** Start of Extracted text **
2025-11-20 10:45:57 -08:00
Anton Gorenko
1e77695fe8 [CK_TILE] Support WMMA (gfx12) in FMHA (#2528)
* Pass hdim to tile_example_fmha_fwd in fp8 tests

* Add WMMA support to fwd FMHA pipelines

* Tune tile sizes a bit for less spilling

fp16 256 is still quite slow

* Fix Q grad tile distribution for warp size = 32 and hdim >= 256

With AccDataType = float and warp size = 32, K0 becomes 0, K repeat is required to correcty distribute the tile.

* Use code based on BlockDropout in BlockDropoutBwd

* Fix split KV combine kernel for gfx12 (warp size 32) and make it more universal

* Fix LSE LDS tensor descriptors: kMaxSplits and kM0 were swapped, it worked on gfx9
  because they both equal to 8 while on gfx12 they are 8 and 4;
* Fix Oacc LDS tensor descriptor: it was transposed even though its shape=[4 * kM0, kN1],
  it worked on gfx9 because 4 * kM == kN1 == 32;
* Removing these hidden dependecies allows to support:
    * any number of warps (power-of-2), not only 4;
    * kN1 = 16, not only 32;
    * any number of splits;

* Rename ids like o_acc_4 and Oacc4 to eliminate confusion: kNumWarps doesn't have to be 4 now

* Replace hard-coded kN1 in dispatch code with the requested tile size

* Add gfx12-specific tile sizes for split KV

* Pass GPU architecture to kernel generation scripts

This is still a temporary solution.
** End of Extracted text **
> _Work to be completed_
In the commit message, reproduce the passage starting at "fp16 256 is" and ending at "distribute the tile.".
** Start of Information shown **
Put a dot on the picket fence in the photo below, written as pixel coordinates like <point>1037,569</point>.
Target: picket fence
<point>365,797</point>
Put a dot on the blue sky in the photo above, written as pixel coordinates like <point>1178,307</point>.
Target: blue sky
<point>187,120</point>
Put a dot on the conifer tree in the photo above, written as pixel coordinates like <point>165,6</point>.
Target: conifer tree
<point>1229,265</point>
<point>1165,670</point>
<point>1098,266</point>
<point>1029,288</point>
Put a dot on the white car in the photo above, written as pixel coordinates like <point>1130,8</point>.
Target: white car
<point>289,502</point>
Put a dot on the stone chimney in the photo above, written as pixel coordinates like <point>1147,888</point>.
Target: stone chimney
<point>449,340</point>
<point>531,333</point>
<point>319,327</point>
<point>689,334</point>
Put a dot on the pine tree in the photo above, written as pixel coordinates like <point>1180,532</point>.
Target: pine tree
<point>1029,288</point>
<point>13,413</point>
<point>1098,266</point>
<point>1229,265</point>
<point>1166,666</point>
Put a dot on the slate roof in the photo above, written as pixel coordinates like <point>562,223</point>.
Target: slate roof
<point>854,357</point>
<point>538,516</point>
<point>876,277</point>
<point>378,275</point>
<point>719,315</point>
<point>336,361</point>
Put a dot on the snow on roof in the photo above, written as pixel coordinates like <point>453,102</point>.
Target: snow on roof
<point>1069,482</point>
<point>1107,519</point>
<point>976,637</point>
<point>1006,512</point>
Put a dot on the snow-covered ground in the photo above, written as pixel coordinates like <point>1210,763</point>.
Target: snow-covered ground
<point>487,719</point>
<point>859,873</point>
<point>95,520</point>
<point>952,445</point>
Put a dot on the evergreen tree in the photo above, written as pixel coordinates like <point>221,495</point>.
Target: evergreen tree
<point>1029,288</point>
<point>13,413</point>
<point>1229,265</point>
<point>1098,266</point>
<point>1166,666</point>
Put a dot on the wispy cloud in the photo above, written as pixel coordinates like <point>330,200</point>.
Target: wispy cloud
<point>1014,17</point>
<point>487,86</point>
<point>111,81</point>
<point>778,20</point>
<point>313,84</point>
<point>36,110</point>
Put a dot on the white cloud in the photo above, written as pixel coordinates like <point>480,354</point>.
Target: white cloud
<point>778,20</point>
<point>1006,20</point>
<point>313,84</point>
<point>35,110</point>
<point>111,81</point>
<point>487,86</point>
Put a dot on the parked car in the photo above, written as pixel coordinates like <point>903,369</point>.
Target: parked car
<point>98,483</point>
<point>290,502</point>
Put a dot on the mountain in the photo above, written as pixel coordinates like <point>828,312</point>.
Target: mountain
** End of Information shown **
> _Result of the task_
fp16 256 is still quite slow

* Fix Q grad tile distribution for warp size = 32 and hdim >= 256

With AccDataType = float and warp size = 32, K0 becomes 0, K repeat is required to correcty distribute the tile.